**Okuma parçası:**
Kıyı şeridinin daha güneyinde ve sarp topoğrafya ile yüzeylenen magmatik kayaçları genellikle granit, granodiyorit, diyorit ve monzonitler oluşturur. Çatlaksız olduklarında poroziteleri nadiren %2’nin üzerinde (Freeze ve Cherry, 1979) olan bu tür magmatik kayaçlar çatlaklı olduklarında yüksek porozite değerlerine sahip olurlar. Çalışma alanında yüzeylenen magmatik kayaçlardan granit ve granodiyoritlerin poroziteleri %0,6-1,2 arasındadır (Acar, 2015). Gözenek boyutlarının küçük ve gözeneklerin birbiri ile bağlantısız olmasından dolayı bu kayaların birincil geçirgenlikleri son derece düşüktür. Bu tür kaya örneklerinde yapılan ölçümler birincil geçirgenlik değerlerinin 10-11-10 -13 m/s arasında olduğunu göstermiştir (Freeze ve Cherry, 1979). Bu tür kayaçlarda yeraltısuyunun depolanabilmesi için çatlaklanma, faylanma veya ayrışma yoluyla gelişmiş açıklıkların bulunması gereklidir. Plütonik kayaçlarda yüzeyden itibaren birkaç on metrelik bazen yüz metrelik kısımda

gelişen çatlaklılık durumlarından dolayı yüksek geçirgenlik gelişebilmektedir. Bu geçirgenlik artan derinliğe bağlı olarak azalmaktadır. Çatlaklı ve çatlakların birbirleriyle ilişkili oldukları alanlarda yeraltısuyu bulunduran volkanik kayaçlar çatlaksız oldukları alanlarda geçirimsiz özelliktedir. Bu ortamlardan yeraltısuyu elde edilmesi açılacak sondajın çatlakları kesmesi ile ilişkilidir Alüvyon akiferlerin beslenimi büyük çoğunlukla akıştan ve kısmen de çevresinde yüzeylenen volkanik kayaçlardan süzülme veya bu kayaçların üzerinde ayrışma ürünü olarak bulunan geçirimli kısımdaki yüzey altı akışından olmaktadır (Şekil 3). Alüvyonlardaki yeraltısuyu seviyesi genellikle akarsu seviyesinde veya çok sığ (0,3-1 m) derinliklerde olup, yeraltısuyu akımı yüzey suyuna benzer şekilde yaklaşık güneyden kuzeye doğrudur.

Şekil 3. Doğu Karadeniz kıyı akiferlerinin enine kesiti.

Figure 3. Cross section of the Eastern Black Sea

coastal aquifers.

**Veri kümesi:**
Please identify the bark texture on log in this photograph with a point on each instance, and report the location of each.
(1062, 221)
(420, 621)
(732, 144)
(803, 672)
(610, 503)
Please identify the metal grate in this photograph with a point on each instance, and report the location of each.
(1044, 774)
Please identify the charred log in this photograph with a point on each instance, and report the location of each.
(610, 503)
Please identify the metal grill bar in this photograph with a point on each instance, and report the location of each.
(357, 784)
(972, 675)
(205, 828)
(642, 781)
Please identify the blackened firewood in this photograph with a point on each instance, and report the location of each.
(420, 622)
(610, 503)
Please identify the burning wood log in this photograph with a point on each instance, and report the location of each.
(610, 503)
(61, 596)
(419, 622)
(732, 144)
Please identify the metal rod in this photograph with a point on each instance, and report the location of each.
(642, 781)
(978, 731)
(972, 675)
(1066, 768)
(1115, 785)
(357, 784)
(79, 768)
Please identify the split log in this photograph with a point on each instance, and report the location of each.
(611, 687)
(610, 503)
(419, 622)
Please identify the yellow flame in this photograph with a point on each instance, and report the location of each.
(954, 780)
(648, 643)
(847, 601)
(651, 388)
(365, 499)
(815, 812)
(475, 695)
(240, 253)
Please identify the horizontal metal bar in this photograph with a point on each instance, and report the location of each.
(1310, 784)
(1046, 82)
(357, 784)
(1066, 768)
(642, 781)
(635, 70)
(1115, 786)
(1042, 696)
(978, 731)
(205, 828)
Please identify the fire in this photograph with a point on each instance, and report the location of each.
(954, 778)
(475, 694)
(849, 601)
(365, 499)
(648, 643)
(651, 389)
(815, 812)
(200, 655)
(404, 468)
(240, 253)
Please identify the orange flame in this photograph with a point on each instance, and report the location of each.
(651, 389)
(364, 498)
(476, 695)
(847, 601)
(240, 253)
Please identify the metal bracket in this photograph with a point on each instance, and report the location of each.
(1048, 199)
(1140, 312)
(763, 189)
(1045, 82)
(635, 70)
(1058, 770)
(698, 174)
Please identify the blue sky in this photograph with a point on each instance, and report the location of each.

**Yapılacak iş:** Okuma parçasındaki şu cümleyi İngilizceye çevirin: "Bu tür kayaçlarda yeraltısuyunun depolanabilmesi için çatlaklanma, faylanma veya ayrışma yoluyla gelişmiş açıklıkların bulunması gereklidir." Kayıtların okuma parçasıyla bir ilgisi yoktur.

**Cevap:** For groundwater to be stored in such rocks, openings developed through fracturing, faulting, or weathering must be present.